OBJECTIVE
Collect and copy out each line below that contains the string "crowd".

═════ EXERCISE INPUTS ═════

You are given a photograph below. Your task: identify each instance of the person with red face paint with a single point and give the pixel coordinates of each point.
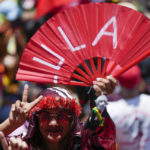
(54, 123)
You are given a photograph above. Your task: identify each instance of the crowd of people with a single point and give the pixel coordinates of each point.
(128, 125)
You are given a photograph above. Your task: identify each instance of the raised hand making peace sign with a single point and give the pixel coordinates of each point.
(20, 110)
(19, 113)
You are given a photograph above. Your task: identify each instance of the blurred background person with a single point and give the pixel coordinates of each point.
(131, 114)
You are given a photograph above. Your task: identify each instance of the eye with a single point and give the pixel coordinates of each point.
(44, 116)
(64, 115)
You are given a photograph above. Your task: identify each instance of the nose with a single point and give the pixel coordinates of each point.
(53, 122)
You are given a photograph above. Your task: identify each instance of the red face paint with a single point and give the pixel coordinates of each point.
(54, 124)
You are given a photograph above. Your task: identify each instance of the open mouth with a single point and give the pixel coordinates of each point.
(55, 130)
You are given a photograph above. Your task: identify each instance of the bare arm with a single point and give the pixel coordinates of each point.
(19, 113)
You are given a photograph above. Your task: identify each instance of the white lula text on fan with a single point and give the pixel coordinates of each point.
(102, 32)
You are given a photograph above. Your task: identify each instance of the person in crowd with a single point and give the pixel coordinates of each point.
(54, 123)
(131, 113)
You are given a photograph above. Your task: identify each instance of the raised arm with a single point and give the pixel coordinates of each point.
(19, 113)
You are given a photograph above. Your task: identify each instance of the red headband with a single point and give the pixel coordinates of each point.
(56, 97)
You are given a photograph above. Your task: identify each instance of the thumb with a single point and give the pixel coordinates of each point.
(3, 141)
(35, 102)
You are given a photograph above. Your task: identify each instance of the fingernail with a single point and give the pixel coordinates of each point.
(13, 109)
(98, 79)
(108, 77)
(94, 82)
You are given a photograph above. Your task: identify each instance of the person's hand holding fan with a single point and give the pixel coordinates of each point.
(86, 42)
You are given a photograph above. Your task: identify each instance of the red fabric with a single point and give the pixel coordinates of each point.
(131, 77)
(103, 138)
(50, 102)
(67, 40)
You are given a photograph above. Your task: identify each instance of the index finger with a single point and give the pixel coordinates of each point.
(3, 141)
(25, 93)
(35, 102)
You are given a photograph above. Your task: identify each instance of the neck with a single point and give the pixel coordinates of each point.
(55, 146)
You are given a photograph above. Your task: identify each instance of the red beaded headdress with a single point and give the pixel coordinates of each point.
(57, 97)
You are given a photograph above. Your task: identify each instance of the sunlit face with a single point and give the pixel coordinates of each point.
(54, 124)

═════
═════ EXERCISE INPUTS ═════

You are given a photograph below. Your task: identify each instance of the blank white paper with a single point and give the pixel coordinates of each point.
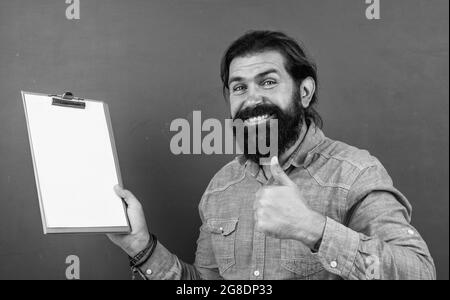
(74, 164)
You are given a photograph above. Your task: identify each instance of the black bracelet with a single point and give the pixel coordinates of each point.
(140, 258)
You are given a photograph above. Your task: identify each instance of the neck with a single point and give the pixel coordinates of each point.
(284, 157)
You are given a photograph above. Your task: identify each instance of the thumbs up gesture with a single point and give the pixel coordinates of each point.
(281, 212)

═════

REPLY
You are given a photograph above. Your task: identify each instance of the crowd of people with a single point and give the pixel coordinates of each point.
You are given a photograph above. Your task: identify each instance of the person in crowd with a single point and give the pixel coordinates of each point.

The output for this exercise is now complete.